## Task prompt
In the records below, begin at the line containing "box: [856, 591, 915, 627]" and end at the line containing "598L914 583L892 580L859"; quote every line in that span exactly, including both boundary lines, and no others.

## Source data
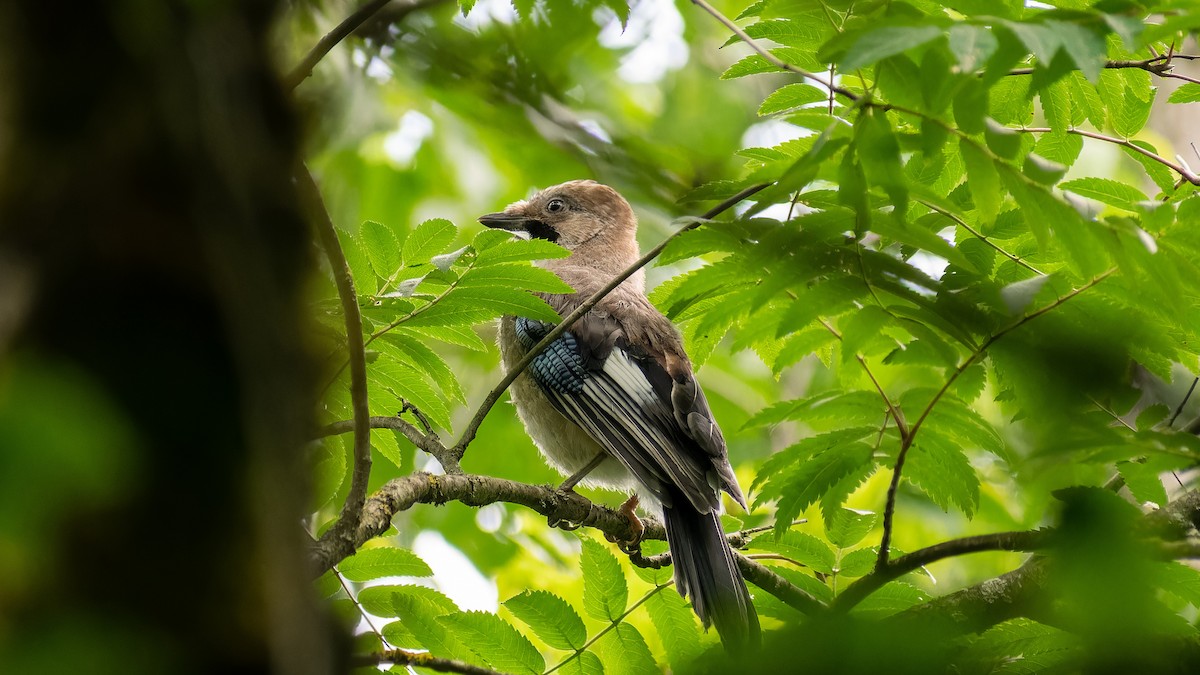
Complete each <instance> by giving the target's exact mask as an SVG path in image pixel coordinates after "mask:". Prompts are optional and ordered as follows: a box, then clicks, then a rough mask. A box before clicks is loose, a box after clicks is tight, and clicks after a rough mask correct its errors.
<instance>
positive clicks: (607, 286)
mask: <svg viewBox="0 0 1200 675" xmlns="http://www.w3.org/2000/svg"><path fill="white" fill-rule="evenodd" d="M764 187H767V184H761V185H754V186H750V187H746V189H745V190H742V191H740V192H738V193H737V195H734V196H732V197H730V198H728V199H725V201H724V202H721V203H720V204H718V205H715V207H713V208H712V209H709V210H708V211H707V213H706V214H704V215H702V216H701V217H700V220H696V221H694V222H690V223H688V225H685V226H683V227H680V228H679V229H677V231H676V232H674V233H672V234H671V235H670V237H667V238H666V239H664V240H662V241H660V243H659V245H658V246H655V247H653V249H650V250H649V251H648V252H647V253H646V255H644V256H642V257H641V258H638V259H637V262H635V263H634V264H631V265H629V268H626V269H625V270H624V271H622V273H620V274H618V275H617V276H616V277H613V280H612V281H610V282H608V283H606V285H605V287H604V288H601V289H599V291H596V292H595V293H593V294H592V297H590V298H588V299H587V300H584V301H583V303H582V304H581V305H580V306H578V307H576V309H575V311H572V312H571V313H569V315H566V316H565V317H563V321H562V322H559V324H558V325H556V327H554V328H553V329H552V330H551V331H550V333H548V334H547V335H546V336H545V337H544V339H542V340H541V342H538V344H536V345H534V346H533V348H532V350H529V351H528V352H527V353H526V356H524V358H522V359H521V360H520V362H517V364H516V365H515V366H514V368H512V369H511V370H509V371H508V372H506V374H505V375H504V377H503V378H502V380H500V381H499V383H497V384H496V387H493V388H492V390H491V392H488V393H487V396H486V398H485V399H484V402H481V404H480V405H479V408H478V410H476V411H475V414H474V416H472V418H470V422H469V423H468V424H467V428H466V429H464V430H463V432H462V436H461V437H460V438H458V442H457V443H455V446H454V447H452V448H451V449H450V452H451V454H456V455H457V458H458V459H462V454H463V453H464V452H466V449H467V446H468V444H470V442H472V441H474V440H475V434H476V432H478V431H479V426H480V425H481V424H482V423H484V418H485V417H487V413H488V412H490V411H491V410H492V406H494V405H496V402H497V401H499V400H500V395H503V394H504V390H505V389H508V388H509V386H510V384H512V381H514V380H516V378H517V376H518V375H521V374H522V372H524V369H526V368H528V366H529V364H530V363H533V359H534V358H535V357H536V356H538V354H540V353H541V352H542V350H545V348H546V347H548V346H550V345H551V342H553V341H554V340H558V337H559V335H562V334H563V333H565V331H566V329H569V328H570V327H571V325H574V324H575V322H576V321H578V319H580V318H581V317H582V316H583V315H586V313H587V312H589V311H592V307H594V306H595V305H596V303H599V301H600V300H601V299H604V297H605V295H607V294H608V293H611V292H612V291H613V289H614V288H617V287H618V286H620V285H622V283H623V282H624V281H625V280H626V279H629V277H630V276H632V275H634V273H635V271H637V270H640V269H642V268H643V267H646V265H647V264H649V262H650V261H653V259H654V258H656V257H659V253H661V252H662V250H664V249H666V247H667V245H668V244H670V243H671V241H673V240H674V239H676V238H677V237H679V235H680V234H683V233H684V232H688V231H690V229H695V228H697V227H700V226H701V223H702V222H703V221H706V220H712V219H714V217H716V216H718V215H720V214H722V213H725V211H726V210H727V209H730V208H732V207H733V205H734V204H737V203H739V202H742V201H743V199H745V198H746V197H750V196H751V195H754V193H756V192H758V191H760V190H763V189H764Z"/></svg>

--

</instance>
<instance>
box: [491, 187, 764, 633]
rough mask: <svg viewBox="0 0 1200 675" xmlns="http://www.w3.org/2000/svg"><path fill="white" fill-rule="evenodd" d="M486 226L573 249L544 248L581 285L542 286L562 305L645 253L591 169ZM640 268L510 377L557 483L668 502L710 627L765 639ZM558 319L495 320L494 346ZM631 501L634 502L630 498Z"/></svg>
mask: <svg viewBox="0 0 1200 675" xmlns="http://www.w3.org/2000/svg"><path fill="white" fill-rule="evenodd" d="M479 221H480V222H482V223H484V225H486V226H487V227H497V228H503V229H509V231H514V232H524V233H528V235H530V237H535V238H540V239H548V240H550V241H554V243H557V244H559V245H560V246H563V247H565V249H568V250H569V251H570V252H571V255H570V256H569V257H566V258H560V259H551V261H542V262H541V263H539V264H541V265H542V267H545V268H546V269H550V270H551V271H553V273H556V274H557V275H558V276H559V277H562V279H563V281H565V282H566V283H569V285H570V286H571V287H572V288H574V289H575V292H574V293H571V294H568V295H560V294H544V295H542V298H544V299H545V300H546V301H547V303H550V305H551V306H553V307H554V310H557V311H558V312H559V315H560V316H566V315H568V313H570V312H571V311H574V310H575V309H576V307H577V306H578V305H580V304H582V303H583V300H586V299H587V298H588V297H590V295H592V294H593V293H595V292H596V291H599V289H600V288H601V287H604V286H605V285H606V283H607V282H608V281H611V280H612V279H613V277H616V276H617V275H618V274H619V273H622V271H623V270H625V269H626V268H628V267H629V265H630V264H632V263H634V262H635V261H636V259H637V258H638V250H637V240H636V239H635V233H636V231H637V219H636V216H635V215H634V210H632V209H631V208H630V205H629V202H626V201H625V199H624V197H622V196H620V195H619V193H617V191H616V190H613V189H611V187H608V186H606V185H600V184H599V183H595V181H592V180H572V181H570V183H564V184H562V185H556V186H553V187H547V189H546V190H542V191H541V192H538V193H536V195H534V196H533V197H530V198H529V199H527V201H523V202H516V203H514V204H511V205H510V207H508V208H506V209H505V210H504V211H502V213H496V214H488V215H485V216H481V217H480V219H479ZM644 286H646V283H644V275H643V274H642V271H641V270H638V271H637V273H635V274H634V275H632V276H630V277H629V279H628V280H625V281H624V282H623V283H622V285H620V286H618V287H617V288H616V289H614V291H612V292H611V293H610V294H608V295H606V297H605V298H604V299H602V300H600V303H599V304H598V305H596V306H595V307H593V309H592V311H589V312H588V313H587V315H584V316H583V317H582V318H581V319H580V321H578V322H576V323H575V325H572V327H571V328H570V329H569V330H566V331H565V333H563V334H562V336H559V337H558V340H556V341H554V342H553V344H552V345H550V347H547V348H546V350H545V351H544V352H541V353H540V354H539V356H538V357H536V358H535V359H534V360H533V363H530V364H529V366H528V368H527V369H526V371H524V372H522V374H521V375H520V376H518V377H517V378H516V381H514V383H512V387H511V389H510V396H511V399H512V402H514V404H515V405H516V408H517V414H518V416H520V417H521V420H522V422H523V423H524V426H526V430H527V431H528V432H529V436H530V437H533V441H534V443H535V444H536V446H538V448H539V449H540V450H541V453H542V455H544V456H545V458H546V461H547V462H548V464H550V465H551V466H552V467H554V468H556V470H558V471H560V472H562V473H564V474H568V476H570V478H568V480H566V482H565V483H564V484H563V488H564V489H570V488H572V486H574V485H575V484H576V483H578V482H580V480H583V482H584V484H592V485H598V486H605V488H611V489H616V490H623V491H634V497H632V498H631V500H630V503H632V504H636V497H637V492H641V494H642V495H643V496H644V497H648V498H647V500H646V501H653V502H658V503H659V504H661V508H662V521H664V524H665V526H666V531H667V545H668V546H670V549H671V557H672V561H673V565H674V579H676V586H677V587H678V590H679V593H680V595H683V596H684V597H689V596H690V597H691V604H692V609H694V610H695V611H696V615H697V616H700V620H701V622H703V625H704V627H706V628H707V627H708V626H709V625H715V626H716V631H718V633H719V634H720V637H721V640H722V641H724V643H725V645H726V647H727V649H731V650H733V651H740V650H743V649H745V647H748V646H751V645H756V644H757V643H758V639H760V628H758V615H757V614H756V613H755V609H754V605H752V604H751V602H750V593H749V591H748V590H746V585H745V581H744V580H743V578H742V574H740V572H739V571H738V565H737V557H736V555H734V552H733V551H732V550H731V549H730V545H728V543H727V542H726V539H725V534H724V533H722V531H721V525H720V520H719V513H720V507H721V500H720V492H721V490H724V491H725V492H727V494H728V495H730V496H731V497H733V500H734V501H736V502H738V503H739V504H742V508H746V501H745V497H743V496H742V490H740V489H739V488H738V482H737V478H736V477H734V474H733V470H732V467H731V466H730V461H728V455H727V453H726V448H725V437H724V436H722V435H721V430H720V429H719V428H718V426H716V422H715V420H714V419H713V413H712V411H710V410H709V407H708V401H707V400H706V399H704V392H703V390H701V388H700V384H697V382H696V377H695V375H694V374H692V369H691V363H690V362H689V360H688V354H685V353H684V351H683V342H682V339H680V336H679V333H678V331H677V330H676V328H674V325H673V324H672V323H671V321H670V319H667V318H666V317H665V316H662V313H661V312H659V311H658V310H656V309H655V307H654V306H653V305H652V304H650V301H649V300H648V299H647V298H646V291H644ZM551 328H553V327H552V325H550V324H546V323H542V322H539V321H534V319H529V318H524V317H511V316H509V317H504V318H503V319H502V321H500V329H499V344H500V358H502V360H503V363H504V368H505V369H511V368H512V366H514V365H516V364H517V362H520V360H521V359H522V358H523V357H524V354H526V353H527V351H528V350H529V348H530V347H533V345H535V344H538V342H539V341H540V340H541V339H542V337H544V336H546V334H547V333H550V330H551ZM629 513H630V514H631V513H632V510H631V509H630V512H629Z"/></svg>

---

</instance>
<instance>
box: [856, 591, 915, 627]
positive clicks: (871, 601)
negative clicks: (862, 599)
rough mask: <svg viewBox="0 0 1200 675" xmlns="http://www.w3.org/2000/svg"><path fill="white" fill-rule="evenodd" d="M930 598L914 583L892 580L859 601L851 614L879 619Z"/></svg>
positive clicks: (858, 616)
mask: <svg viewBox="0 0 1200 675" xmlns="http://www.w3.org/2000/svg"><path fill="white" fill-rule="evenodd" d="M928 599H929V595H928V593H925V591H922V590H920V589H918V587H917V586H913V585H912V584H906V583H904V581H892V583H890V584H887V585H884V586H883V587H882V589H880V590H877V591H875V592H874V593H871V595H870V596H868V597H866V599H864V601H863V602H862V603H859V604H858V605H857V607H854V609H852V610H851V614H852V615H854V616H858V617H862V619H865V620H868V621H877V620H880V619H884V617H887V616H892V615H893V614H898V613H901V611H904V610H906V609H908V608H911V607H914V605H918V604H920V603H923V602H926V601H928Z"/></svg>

## Task answer
box: [856, 591, 915, 627]
positive clicks: (871, 601)
negative clicks: (862, 599)
rough mask: <svg viewBox="0 0 1200 675" xmlns="http://www.w3.org/2000/svg"><path fill="white" fill-rule="evenodd" d="M930 598L914 583L892 580L859 601L851 614L879 619Z"/></svg>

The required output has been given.